**THINGS TO DO:**
(a) Can you reproduce everything in the forum thread on GPT-4's coding benchmarks from "2. Link in the" down to "they are not.", word for word?
(b) Would you pick up the forum thread on GPT-4's coding benchmarks after its last post and continue it?
*** STUDY TEXT Section Begins ***
There weren't any serious examples of degradation. Does only GPT-4 have to suffe...

rushingcreek · on Aug 25, 2023

There's a couple of things here:

1. I'm not saying we have to wait until GPT-5, we just need an apples-to-apples comparison where contamination is taken into account

2. GPT-4 does not seem to have improved on real-world coding tasks since March, so it's unclear where any purported HumanEval gains could've come from

3. I've personally noticed degradation anecdotally in the GPT-4 June update vs. the original March release

lhl · on Aug 26, 2023

> 2. GPT-4 does not seem to have improved on real-world coding tasks since March, so it's unclear where any purported HumanEval gains could've come from

Once Markdown formatting is accounted for, the June model improves answers on the Leetcode questions from the LLM Drift paper testing to 70% (35/50) vs the March model's 52% (26/50).

see:

* https://github.com/lchen001/LLMDrift/blob/main/generation/

* https://twitter.com/Si_Boehm/status/1681801371656536068

refulgentis · on Aug 25, 2023

1. TL;DR: OpenAI must verify HumanEval data wasn't used in training in order to compare it?

2. Link in the post you replied to.

3. Subjectivity is fine by me! There's a motte & bailey flavor to it if we combine your comment and this one, c.f. "This is why we use the official numbers."

pclmulqdq · on Aug 26, 2023

I think you're assuming that OpenAI is incentivized to benchmark honestly. Like every other company for which a benchmark is a goal, they are not.
*** STUDY TEXT Section Ends ***
*** DATA UNDER STUDY Section Begins ***
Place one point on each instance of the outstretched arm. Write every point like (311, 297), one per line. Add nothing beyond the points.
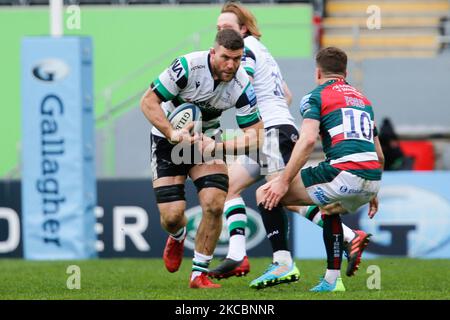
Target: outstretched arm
(151, 107)
(276, 189)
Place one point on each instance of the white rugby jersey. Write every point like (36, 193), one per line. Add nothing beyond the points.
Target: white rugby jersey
(189, 79)
(267, 82)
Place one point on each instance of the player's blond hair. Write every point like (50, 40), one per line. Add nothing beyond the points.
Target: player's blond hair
(245, 17)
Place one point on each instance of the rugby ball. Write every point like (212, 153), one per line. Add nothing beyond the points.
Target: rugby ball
(184, 114)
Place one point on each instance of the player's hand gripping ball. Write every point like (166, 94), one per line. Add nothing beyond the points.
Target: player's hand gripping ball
(185, 117)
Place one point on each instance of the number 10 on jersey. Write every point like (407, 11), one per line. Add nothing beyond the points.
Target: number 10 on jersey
(357, 124)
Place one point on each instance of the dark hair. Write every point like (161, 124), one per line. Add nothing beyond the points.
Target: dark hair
(332, 60)
(229, 39)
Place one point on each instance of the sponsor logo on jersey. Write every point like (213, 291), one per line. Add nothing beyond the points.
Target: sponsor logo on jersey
(254, 231)
(239, 83)
(320, 196)
(177, 67)
(198, 67)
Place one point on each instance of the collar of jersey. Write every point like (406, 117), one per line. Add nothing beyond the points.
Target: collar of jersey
(216, 82)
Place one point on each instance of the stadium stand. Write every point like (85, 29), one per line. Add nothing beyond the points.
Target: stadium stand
(134, 2)
(408, 28)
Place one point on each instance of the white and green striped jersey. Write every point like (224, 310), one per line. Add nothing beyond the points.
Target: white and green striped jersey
(190, 79)
(268, 83)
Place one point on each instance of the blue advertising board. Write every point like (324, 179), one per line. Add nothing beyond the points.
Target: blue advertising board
(413, 219)
(58, 177)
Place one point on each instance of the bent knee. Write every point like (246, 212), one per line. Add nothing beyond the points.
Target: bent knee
(172, 221)
(260, 195)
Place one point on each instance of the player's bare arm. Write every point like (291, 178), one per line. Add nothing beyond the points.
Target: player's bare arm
(250, 140)
(151, 107)
(287, 93)
(277, 188)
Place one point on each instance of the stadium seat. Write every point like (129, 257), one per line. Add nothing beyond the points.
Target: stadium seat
(196, 1)
(132, 2)
(422, 152)
(9, 2)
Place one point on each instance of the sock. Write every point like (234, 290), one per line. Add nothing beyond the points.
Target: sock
(179, 235)
(332, 275)
(348, 233)
(282, 257)
(200, 264)
(333, 239)
(277, 227)
(312, 213)
(236, 222)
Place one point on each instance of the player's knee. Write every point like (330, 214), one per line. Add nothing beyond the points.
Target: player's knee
(233, 193)
(170, 193)
(259, 195)
(172, 220)
(213, 203)
(218, 181)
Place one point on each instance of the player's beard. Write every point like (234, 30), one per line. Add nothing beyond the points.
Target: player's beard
(224, 75)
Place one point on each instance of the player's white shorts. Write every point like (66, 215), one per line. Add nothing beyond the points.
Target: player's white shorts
(326, 184)
(279, 141)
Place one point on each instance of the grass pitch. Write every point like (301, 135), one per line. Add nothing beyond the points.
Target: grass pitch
(403, 279)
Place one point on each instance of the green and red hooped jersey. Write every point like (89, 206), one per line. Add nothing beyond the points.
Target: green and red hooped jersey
(347, 127)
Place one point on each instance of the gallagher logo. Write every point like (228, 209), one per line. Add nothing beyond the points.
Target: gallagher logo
(254, 232)
(50, 70)
(412, 221)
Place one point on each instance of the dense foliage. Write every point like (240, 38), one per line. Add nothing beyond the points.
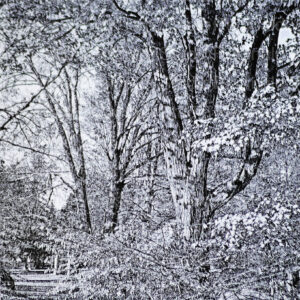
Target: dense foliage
(154, 144)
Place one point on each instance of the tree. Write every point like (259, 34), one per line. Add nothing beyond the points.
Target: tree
(189, 166)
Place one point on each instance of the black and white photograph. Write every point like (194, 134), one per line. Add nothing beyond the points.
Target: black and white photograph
(149, 150)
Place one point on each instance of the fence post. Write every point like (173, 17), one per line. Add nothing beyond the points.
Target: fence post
(55, 264)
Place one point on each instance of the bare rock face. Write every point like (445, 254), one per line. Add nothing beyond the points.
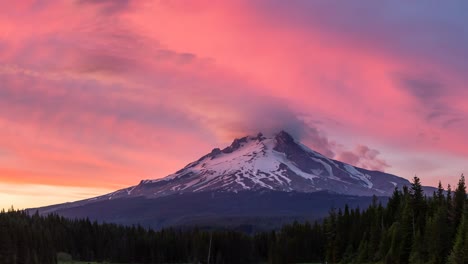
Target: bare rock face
(271, 179)
(277, 163)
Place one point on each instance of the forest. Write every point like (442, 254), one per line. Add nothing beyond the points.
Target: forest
(413, 227)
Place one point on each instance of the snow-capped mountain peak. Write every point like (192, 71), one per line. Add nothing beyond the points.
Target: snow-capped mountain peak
(277, 163)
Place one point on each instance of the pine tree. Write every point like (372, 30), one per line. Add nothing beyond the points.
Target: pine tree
(459, 252)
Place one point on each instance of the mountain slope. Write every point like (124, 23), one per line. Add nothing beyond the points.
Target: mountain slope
(277, 163)
(256, 177)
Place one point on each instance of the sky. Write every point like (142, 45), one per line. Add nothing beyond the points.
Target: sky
(96, 95)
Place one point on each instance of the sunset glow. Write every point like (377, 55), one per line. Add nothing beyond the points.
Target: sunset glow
(96, 95)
*** DATA UNDER STUDY Section Ends ***
**ANSWERS TO THE PROBLEMS:**
(a)
2. Link in the post you replied to.

3. Subjectivity is fine by me! There's a motte & bailey flavor to it if we combine your comment and this one, c.f. "This is why we use the official numbers."

pclmulqdq · on Aug 26, 2023

I think you're assuming that OpenAI is incentivized to benchmark honestly. Like every other company for which a benchmark is a goal, they are not.

(b)
somenameforme · on Aug 26, 2023

Also for a topic like this, subjectivity is all there really is. Even if you create some metric, what you prioritize is going to be subjective. Because performance is going to vary against different sorts of tasks, and there are a literally infinite number of categories of tasks, so it's not like you can ever truly get a fair sampling.

Because of this, a sample of subjective opinions is probably much more valuable than any official metric, especially if that metric comes from, as you mentioned, individuals/orgs who are highly motivated to game it endlessly. Even when it comes from an external source you end up with a similar risk of it being gamed. It's like how old school Google puzzle interviews went from seeing who was most clever [in that domain], to seeing who'd booked up the most.

refulgentis · on Aug 26, 2023

Well, no, we have the HumanEval results for the June release.

somenameforme · on Aug 27, 2023

Which is both (1) a subjective selection to measure the effectiveness of various chatbots and (2) now subject to gaming from companies using opaque/closed/inaccessible/unverifiable systems, like OpenAI.